_SELECTED PASSAGE_

<<<<

# Violin bottles with stands



## lblackvelvet (Dec 13, 2013)

Hello,   Anyone here collect violin bottles ?  I picked up two lite blue violin bottles today with table type stands that I have never seen before. The owner said these were the only two bottles with original stands he has seen in many years of collecting. I have looked on e-bay for this item with no luck. I have a couple other violin bottles that hang on wall, But never seen a table top stand made to hold a violin bottle. This may be a very common item as I am new to collecting and I don't collect these type bottles that is why I am asking if anyone would be interested in these bottles ? Thanks,  Kevin..


----------



## peejrey (Dec 13, 2013)

I have a few from my late grandmother, after I took an interest in glass she left them to me... Always on the look out for them. Yes, it is quite rare to find the stand with them, and it drives the prive up...Michael Polak featured them in his...4th edition I believe..


----------



## cowseatmaize (Dec 14, 2013)

The stands and hangers are tough. The VIOBOT collectors mention the wall hangers briefly but I didn't see a mention of a table stand. It would be nice to see some old Pairpoint, Dell etc. catalogs or ads to get the prices. They were most likely "optional" like the color of the glass.I know that some of the metal hangers were produced by other people to hold them a bit later and some people still make them, maybe the stands were also.


----------



## lblackvelvet (Dec 14, 2013)

Thank you both for your input on this bottle. I am going to research them further and probably will be selling them as I don't collect them. I only bought them due to never seeing them in a table top stand before. Thanks again. Kevin...


----------



## RED Matthews (Dec 14, 2013)

Well I have a couple of them, and have read different write-ups about them.  They are neat because my Dad and I, plaid violins together - he plaid by ear and I took lessons.  Both of my Great Grand Fathers plaid and I still have their violins.  All smiling memories - today. RED M.


----------



## lblackvelvet (Dec 14, 2013)

Thanks Red, Interesting story as always!!  I would like to see someone have these that can appreciate them and relate them to a story like yours. Thanks again.  Kevin...


----------



## RED Matthews (Dec 17, 2013)

Does that mean you want to sell them?  I am too old to be getting more bottles but I have ended up with three in the last week.  And I know I am getting two for Christmas.  RED M.


----------



## lblackvelvet (Dec 19, 2013)

Hello Red,  If you are interested in the violin bottles with stands, Please PM me and we can talk about them. Thanks, Kevin..


----------



## RED Matthews (Dec 29, 2013)

>>>>

_INFORMATION SHOWN_
<<<<

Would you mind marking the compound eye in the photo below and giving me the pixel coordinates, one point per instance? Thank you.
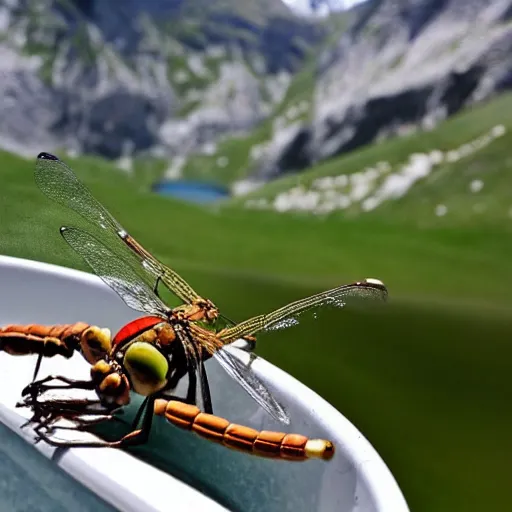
(147, 368)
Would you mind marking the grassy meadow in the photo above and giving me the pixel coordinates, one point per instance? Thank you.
(427, 377)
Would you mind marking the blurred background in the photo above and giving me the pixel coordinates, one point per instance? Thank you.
(268, 150)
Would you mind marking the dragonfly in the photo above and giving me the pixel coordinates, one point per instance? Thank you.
(183, 334)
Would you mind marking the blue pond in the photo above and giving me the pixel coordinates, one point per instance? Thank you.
(194, 191)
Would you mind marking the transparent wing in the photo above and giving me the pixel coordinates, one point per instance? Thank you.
(252, 385)
(287, 316)
(115, 272)
(57, 181)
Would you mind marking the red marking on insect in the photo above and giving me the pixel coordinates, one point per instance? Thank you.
(136, 327)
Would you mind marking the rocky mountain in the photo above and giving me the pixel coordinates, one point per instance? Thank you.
(164, 76)
(232, 89)
(403, 65)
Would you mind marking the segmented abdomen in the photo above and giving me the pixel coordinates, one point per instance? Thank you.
(48, 340)
(262, 443)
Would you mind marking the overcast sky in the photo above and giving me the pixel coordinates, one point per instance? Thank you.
(303, 5)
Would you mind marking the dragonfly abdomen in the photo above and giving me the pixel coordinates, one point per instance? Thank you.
(41, 339)
(262, 443)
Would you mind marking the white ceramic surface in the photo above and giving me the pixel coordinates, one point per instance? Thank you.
(355, 480)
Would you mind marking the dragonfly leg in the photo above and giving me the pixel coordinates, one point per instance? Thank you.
(155, 288)
(133, 438)
(38, 366)
(192, 385)
(205, 389)
(37, 387)
(136, 420)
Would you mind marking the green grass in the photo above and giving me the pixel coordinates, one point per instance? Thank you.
(426, 377)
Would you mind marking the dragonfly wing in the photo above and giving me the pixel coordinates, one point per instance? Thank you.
(287, 316)
(239, 372)
(171, 279)
(58, 182)
(114, 271)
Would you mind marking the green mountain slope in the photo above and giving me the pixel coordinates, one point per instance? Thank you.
(470, 185)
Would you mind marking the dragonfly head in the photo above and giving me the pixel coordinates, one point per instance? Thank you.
(112, 385)
(95, 344)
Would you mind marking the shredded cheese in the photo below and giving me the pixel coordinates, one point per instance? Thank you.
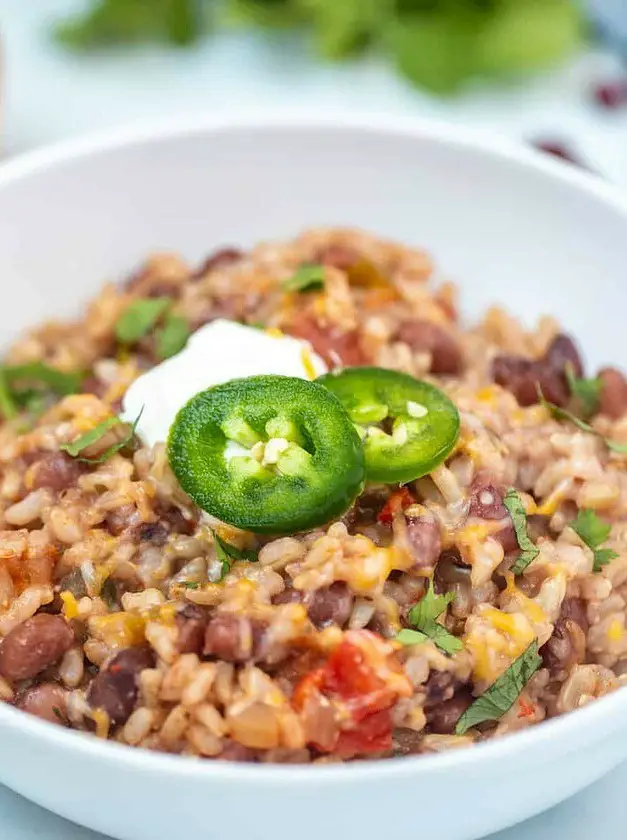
(70, 605)
(615, 631)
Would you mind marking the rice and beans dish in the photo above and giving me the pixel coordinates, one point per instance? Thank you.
(418, 544)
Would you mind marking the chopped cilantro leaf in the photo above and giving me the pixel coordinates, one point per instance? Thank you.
(528, 551)
(503, 693)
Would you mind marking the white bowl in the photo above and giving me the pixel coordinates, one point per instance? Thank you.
(511, 227)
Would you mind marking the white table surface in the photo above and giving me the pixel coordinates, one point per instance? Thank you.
(49, 96)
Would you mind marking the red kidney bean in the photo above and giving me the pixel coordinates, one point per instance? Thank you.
(32, 646)
(330, 343)
(234, 751)
(119, 519)
(443, 718)
(523, 376)
(234, 639)
(427, 337)
(565, 648)
(47, 701)
(57, 471)
(613, 402)
(440, 687)
(115, 689)
(332, 605)
(289, 596)
(518, 375)
(449, 570)
(563, 352)
(192, 623)
(218, 259)
(423, 535)
(486, 502)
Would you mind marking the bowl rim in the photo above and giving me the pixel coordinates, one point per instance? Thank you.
(571, 731)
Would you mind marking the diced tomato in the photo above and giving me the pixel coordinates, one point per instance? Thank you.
(307, 687)
(362, 697)
(399, 500)
(374, 734)
(526, 709)
(335, 346)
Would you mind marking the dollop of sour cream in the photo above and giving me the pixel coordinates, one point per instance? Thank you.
(216, 353)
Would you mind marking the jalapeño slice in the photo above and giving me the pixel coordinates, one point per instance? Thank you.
(270, 454)
(407, 426)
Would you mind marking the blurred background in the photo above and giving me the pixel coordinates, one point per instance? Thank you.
(546, 72)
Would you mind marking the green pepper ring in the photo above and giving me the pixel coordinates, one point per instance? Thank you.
(268, 502)
(372, 394)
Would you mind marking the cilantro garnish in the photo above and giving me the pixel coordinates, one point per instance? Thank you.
(307, 278)
(422, 617)
(528, 551)
(503, 693)
(227, 554)
(593, 531)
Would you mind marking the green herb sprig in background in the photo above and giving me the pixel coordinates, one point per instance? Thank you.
(436, 44)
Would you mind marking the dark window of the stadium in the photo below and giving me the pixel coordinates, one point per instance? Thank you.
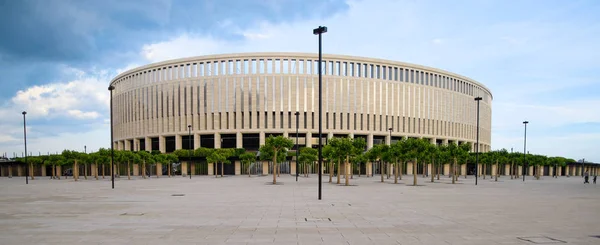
(187, 142)
(228, 140)
(304, 119)
(286, 66)
(251, 142)
(170, 143)
(227, 120)
(207, 140)
(387, 120)
(281, 120)
(155, 143)
(142, 144)
(277, 66)
(361, 121)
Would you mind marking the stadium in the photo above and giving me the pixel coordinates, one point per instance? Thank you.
(237, 100)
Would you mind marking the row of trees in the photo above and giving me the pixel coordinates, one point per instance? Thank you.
(340, 154)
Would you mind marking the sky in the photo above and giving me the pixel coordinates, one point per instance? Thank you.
(540, 58)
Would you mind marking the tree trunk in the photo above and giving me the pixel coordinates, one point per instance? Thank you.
(75, 170)
(274, 170)
(432, 171)
(346, 169)
(128, 170)
(338, 170)
(396, 172)
(415, 172)
(400, 169)
(381, 164)
(31, 171)
(330, 171)
(453, 169)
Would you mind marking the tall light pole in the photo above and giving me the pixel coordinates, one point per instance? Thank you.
(525, 151)
(112, 150)
(477, 144)
(297, 121)
(190, 148)
(319, 31)
(25, 141)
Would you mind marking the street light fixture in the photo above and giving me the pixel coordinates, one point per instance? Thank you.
(525, 151)
(112, 150)
(319, 31)
(477, 144)
(25, 141)
(297, 113)
(190, 148)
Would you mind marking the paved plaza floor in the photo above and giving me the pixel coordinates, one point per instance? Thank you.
(243, 210)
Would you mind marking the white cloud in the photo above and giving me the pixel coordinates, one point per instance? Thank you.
(71, 99)
(83, 115)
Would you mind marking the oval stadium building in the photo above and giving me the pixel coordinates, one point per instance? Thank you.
(236, 100)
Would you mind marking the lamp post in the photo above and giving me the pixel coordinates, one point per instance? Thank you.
(190, 149)
(297, 121)
(525, 151)
(319, 31)
(112, 150)
(477, 144)
(25, 141)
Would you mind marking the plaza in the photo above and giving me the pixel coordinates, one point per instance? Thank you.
(249, 210)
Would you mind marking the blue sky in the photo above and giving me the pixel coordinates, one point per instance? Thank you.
(541, 59)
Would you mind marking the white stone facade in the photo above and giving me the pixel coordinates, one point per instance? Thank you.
(259, 93)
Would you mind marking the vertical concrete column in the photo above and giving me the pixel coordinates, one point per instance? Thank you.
(261, 138)
(196, 141)
(178, 142)
(162, 144)
(158, 169)
(265, 168)
(239, 143)
(184, 168)
(217, 141)
(148, 144)
(238, 168)
(211, 169)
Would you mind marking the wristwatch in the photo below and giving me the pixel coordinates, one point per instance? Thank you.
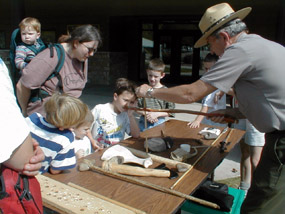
(149, 92)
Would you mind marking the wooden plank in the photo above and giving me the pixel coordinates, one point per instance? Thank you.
(68, 199)
(145, 199)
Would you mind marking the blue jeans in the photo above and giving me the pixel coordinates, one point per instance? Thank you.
(149, 124)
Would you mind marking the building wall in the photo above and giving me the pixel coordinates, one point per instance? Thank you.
(119, 23)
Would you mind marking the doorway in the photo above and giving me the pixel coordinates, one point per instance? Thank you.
(174, 44)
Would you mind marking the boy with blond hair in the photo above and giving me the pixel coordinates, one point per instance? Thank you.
(155, 72)
(54, 133)
(30, 29)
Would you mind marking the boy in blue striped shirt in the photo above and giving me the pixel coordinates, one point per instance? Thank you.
(54, 133)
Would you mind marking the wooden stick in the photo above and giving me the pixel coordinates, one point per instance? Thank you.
(106, 198)
(197, 161)
(145, 125)
(157, 158)
(149, 185)
(227, 118)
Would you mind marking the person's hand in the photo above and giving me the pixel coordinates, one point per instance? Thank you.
(97, 146)
(141, 90)
(80, 154)
(35, 163)
(194, 124)
(132, 104)
(152, 117)
(222, 114)
(218, 96)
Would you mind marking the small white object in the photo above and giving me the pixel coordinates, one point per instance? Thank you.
(128, 156)
(185, 147)
(210, 133)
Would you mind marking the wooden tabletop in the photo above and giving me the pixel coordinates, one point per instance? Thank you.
(150, 200)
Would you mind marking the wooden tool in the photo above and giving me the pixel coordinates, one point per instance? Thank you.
(225, 143)
(227, 118)
(159, 159)
(212, 144)
(92, 167)
(145, 125)
(115, 165)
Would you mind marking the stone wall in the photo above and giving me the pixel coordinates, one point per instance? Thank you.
(105, 67)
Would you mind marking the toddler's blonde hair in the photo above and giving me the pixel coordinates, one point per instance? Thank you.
(30, 22)
(156, 65)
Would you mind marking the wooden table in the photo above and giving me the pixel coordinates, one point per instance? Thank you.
(146, 199)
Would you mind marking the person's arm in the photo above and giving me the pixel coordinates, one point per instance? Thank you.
(196, 123)
(134, 128)
(26, 158)
(23, 96)
(153, 116)
(180, 94)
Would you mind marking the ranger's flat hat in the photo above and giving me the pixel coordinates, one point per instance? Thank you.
(215, 17)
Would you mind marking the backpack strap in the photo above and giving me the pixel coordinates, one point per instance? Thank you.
(40, 94)
(61, 58)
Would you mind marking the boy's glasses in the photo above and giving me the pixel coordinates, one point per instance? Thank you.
(90, 50)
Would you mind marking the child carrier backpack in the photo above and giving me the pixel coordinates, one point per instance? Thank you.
(16, 41)
(39, 94)
(36, 94)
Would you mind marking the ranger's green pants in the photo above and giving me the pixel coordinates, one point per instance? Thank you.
(267, 192)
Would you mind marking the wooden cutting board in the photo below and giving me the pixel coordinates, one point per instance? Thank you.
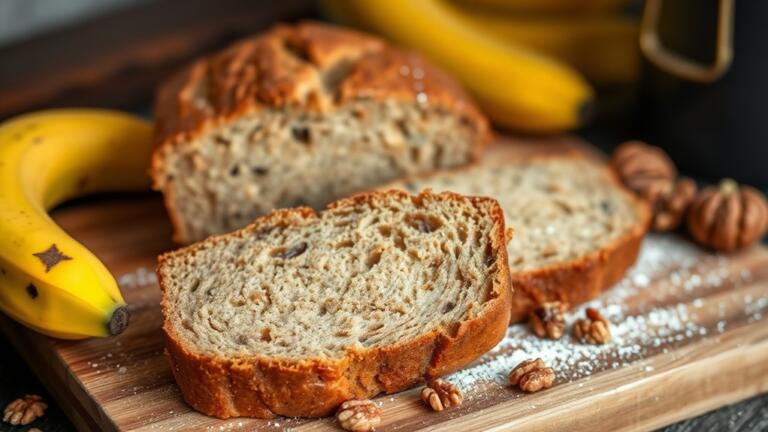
(689, 335)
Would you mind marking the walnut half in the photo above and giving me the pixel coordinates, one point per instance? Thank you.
(358, 415)
(25, 410)
(594, 329)
(440, 394)
(532, 375)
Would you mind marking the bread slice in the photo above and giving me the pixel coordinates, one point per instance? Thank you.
(300, 311)
(577, 230)
(302, 115)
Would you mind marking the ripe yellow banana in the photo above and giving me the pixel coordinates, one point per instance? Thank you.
(604, 48)
(49, 281)
(516, 87)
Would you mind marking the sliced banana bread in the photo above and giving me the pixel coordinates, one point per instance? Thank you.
(301, 311)
(576, 229)
(302, 115)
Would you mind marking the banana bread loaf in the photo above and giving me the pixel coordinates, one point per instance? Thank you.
(302, 115)
(300, 311)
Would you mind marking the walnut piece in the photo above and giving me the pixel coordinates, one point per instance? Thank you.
(532, 375)
(645, 169)
(671, 208)
(547, 320)
(728, 217)
(594, 329)
(440, 394)
(358, 415)
(25, 410)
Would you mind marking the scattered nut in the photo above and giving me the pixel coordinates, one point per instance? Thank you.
(547, 320)
(25, 410)
(728, 217)
(532, 375)
(358, 415)
(645, 169)
(440, 394)
(670, 209)
(594, 329)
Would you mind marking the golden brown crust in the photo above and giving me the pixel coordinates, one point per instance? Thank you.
(579, 280)
(311, 67)
(264, 387)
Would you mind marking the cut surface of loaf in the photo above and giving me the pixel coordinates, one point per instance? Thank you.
(302, 115)
(576, 229)
(301, 311)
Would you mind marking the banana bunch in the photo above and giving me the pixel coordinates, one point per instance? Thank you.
(523, 72)
(48, 281)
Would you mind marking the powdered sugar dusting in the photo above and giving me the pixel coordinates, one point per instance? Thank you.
(669, 272)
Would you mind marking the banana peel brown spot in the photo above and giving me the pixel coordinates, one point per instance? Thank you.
(51, 257)
(32, 291)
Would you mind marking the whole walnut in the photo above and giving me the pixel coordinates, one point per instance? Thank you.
(728, 217)
(644, 169)
(669, 211)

>>>>

_AIM 1_
In the violin bottle thread, reproduce the passage between "The stands and" and "stands were also.", inclusive, substituting "holders" for "hangers".
_AIM 2_
In the violin bottle thread, who does peejrey say featured violin bottles in a book?
_AIM 3_
Finish out the next part of the violin bottle thread, picking up from where it stops.

_EXERCISE RESPONSE 1_
The stands and holders are tough. The VIOBOT collectors mention the wall holders briefly but I didn't see a mention of a table stand. It would be nice to see some old Pairpoint, Dell etc. catalogs or ads to get the prices. They were most likely "optional" like the color of the glass.I know that some of the metal holders were produced by other people to hold them a bit later and some people still make them, maybe the stands were also.

_EXERCISE RESPONSE 2_
Michael Polak, in what peejrey believes was his 4th edition.

_EXERCISE RESPONSE 3_
Back again Kevin;  I highly recommend you find a Barnes & Nobel and get a copy of Michael Polak's  7th Edition of Antique Trader BOTTLES.  It has a neat chapter on these bottles.  I have just finished reading the whole book and have had three earlier editions of his book series.I am sure I have over 60 books on early glass and glass making. If you want the best sources of information on early glass  Bill Lindsey's work covering Historic Bottle Website is the best source of learning, and Steve Sewels - realy Atkinson's postings are a must to have copies saved.  I must have over 50 of his presentations in my computer.  It is a great hobby.RED Matthews


----------



## RED Matthews (Jan 25, 2014)

Well Kevin send me an email and tell me the price you would like and maybe I would buy them.<bottlemysteries@yahoo.net>  RED M.


----------



## glass man (Feb 7, 2014)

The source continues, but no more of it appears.